→ DATA EXTRACT:
######

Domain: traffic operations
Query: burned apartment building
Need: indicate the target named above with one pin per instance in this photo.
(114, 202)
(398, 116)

######

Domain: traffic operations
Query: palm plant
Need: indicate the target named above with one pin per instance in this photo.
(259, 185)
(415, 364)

######

→ WHAT IS EXPECTED:
All lines of the records above with the word "Query" in them are to be copied.

→ SOLUTION:
Query: burned apartment building
Query: palm plant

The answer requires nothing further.